GOAL:
Recast every line of the listing below as a numbered list, omitting blank lines.

PROVIDED ENTRIES:
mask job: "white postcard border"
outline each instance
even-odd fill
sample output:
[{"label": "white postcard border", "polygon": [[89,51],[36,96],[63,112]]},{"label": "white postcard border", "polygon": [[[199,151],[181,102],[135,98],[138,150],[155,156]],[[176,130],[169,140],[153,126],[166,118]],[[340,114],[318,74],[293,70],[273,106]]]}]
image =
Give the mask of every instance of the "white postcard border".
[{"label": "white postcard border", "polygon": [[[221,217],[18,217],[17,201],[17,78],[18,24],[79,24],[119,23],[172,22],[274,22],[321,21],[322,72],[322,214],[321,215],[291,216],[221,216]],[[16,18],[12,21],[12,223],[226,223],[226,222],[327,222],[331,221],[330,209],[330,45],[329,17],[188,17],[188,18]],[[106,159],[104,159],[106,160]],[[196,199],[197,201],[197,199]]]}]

ANSWER TO THIS TASK:
1. mask job: "white postcard border"
2. outline each instance
3. even-odd fill
4. sample output:
5. [{"label": "white postcard border", "polygon": [[89,51],[36,96],[63,112]]},{"label": "white postcard border", "polygon": [[[199,151],[181,102],[135,98],[138,150],[155,156]],[[176,130],[169,140],[153,126],[166,118]],[[340,114],[318,74],[293,70],[273,106]]]}]
6. image =
7. Give the mask of every instance of the "white postcard border".
8. [{"label": "white postcard border", "polygon": [[[221,217],[18,217],[17,201],[17,78],[18,24],[79,24],[119,23],[172,22],[274,22],[321,21],[322,72],[322,214],[321,215],[291,216],[221,216]],[[16,18],[12,21],[12,223],[226,223],[226,222],[327,222],[331,221],[330,209],[330,45],[329,17],[188,17],[188,18]],[[106,159],[104,159],[106,160]],[[196,199],[197,201],[197,199]]]}]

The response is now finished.